## Given text
.....
Some might view the funds to be provided by Proposition 71 as a giveaway to the biotech industry. That couldn’t be further from the truth.
The reason we need public funding of this research is because there are first so many elemental questions to be answered about how to harness the potential of stem cells, and the only way to answer them is to do the basic research. Typically, this form of research is not conducted by the biotech industry, but by research institutes and universities under grants issued by the National Institutes of Health.
Conducting applied research to develop stem cell therapies will require private investment from venture capitalists. There is a basic rule of venture capital investment in biotech that for every dollar of public funding that goes into basic research, ten more dollars of private funding are required to develop that idea or technology into a product.
As San Diegans work to transform basic stem cell research into products, there is now no doubt that more of those venture dollars will flow into San Diego. According to figures from Ernst & Young, venture investment in San Diego’s health care industry was $521 million in 2003, and well past that in the first three quarters of 2004. Already, we have seen two of the three largest biotech companies in the world set up venture funds in San Diego; the passage of Proposition 71 means that even more private investment and high-paying jobs will come to our region to start new biotech companies.
While the economic impact of stem cell research in San Diego is hard to estimate, using past models of the life science industry we can make some projections about the potential. The Milken Institute estimates that every life science job contributes 1.7 jobs to all other sectors, and every dollar of output produced by the life science sector generates another $1.10 beyond it. The state can expect licensees of stem cell technology to offset costs associated with the initiative – as an example, technologies licensed out of UCSD alone generated $17 million in 2002 for the university.
Californians overwhelmingly voted for Proposition 71 because we all support investment in public research. And we all know people who suffer from Alzheimer’s, or diabetes, or Parkinson’s, or spinal cord injuries, or any of the 70 diseases and conditions that stem cell research has shown the potential to treat or cure. We all have hope for future cures in these diseases, and clearly, it is the biotechnology industry that will use private investment to develop this basic research into life-saving products.
.....
## Source material

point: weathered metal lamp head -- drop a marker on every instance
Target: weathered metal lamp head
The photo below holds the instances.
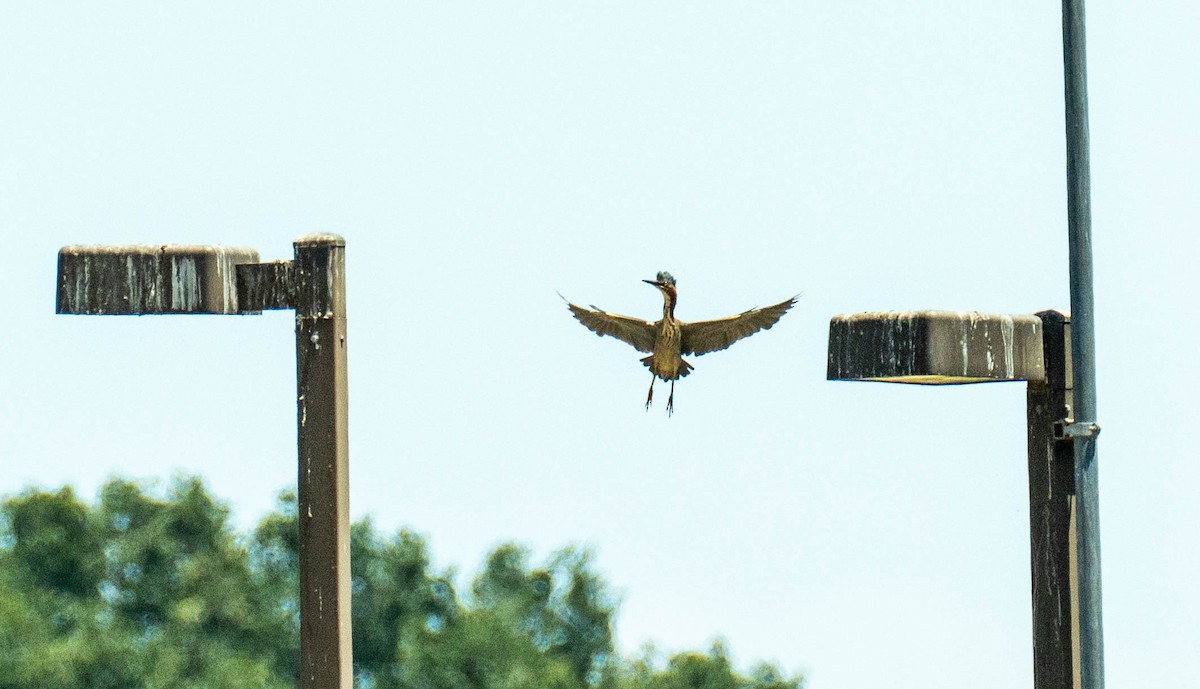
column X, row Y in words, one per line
.....
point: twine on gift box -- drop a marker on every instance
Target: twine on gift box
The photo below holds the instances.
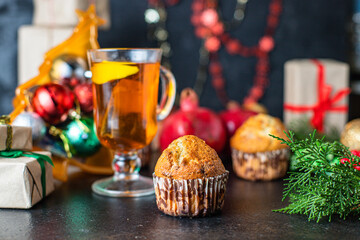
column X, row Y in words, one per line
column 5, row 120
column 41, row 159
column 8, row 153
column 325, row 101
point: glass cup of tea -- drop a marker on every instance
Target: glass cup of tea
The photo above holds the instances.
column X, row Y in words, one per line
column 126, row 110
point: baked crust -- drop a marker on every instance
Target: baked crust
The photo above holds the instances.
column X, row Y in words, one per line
.....
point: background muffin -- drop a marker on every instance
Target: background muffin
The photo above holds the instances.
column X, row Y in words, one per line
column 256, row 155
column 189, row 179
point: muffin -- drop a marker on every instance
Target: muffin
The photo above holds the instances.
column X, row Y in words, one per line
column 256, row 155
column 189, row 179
.....
## Complete the following
1: From the Proposition 71 text, pull out the stretch from "As San Diegans" through "new biotech companies." and copy it word for word.
2: Sum up the Proposition 71 text in two sentences.
The rows have nothing to do with the Proposition 71 text.

## Solution list
1:
As San Diegans work to transform basic stem cell research into products, there is now no doubt that more of those venture dollars will flow into San Diego. According to figures from Ernst & Young, venture investment in San Diego’s health care industry was $521 million in 2003, and well past that in the first three quarters of 2004. Already, we have seen two of the three largest biotech companies in the world set up venture funds in San Diego; the passage of Proposition 71 means that even more private investment and high-paying jobs will come to our region to start new biotech companies.

2: Public funding from Proposition 71 is needed for basic stem cell research, which is usually done by research institutes and universities rather than the biotech industry, while turning that research into therapies will take private venture capital. The measure is expected to bring more venture investment, high-paying jobs and new biotech companies to San Diego, and the state can expect licensees of stem cell technology to offset the initiative's costs.